To-do list |
- a) In the Analysis Manager walkthrough, what message does the Process viewer show when processing finishes?
- b) Please write the next part of the Analysis Manager walkthrough, picking up after its final numbered step.

Document excerpt |

15.  Click No when asked if you wish to design aggregations, in the next Analysis Manager dialog, shown in Illustration 11.


Illustration 11: Decline Aggregation Design ...

The Process a Cube dialog appears.

16.  Ensure that the radio button to the left of Full Process, as depicted in Illustration 12, is selected (the default, as the cube has not been processed since its creation).


Illustration 12: Full Process Option Selected ...

17.  Click OK to begin processing.

Processing begins. The Process viewer displays various logged events, then presents a green Processing completed successfully message, as shown in Illustration 13.


Illustration 13: Processing Completes Successfully ...

18.  Click Close to dismiss the viewer.

Let's do a quick verification of the operation of the cube's newest calculated member, Percent Total Sales. We can examine the results of our handiwork while here in the Analysis Manager, via the Cube Browser, before revisiting it later in our report. This allows us to ensure effectiveness before we leave the design environment.

19.  From our present position within the Cube Editor, click the Data tab to open the Browser and see cube data.

20.  Drag the Store dimension down, and drop it atop the existing row ("Y") axis heading, as necessary.

21.  Ensure that the Measures dimension appears on the column ("X") axis, dragging it there if necessary.

Entries shown |
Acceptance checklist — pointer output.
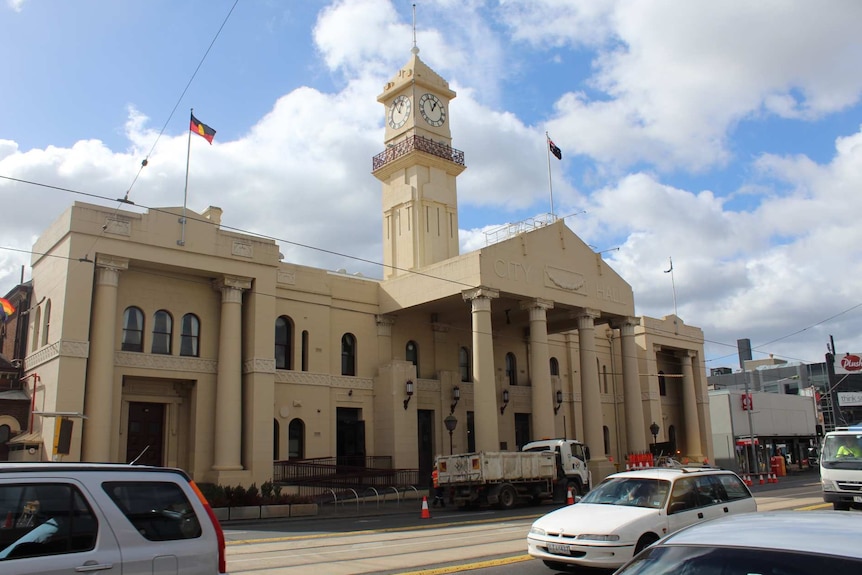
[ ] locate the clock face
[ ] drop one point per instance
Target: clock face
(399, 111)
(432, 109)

---

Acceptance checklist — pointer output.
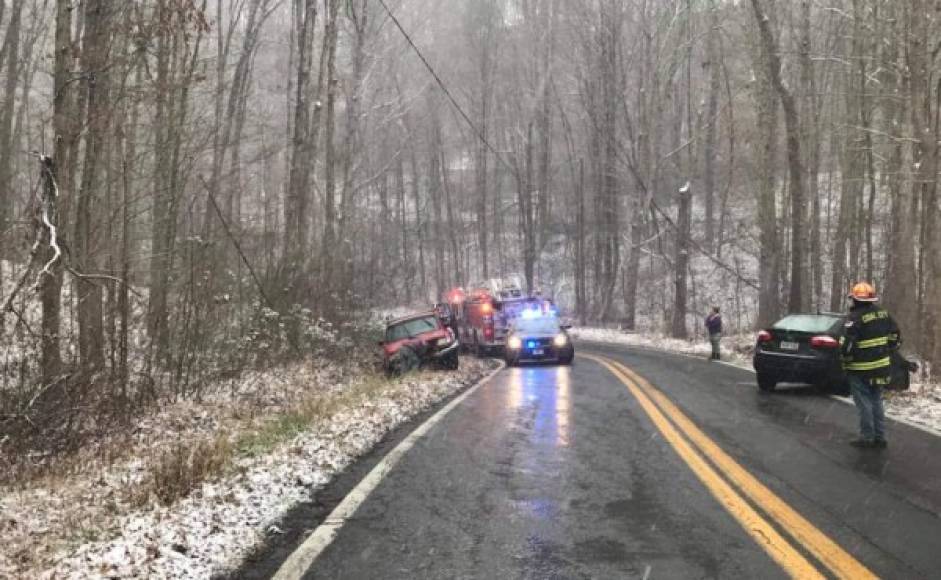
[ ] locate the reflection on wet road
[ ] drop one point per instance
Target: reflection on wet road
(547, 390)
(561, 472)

In response |
- a) A green "Processing completed successfully" message.

- b)
The Data tab matrix appears as partially depicted in Illustration 14.


Illustration 14: The Data Tab Matrix Axes, with Our Modifications (Partial View)

22.  Double-click the USA Store Country in the row axis to expand it.

23.  Expand the Store State level for Washington (WA).

24.  Scroll over to the right in the Cube Browser, until our new calculated measure, Percent Total Sales, appears, as shown in Illustration 15.


Illustration 15: Percent Total Sales Appears ...

We can readily see that the simple percent of total calculation is performing as expected. We will now move to Reporting Services, where we will create a similar calculated field, which we will then juxtapose in a report side by side with the Percent Total Sales calculated member in the cube, to compare the two, and discuss considerations surrounding the two methods from the standpoint of an integrated BI solution.

25.  Verify the math behind the Percent Total Sales values, if desired, to gain comfort with its correctness.

26.  Leave the Cube Editor open in Data view, for comparison against our report calculations later, if desired.

Create a Reporting Services Project

To begin, we will launch Reporting Services' Report Designer, found in Microsoft Visual Studio .NET 2003.

1.  Click Start.

2.  Navigate to, and click, the Microsoft Visual Studio .NET 2003 shortcut in the Programs group, as appropriate.

The equivalent on my PC appears as depicted in Illustration 16.

Click for larger image

Illustration 16: Beginning in Microsoft Visual Studio .NET 2003 ...

Visual Studio .NET 2003 opens at the Start page.

3.  Select File --> New from the main menu.

4.  Click Project from the cascading menu, as shown in Illustration 17.

Click for larger image

Illustration 17: Selecting a New Project

The New Project dialog appears. Business Intelligence Projects appears in the Project Types tree, indicating an installation of Reporting Services.

5.  Click Business Intelligence Projects in the Project Types tree, if necessary.

6.  Click Report Project in the Templates list.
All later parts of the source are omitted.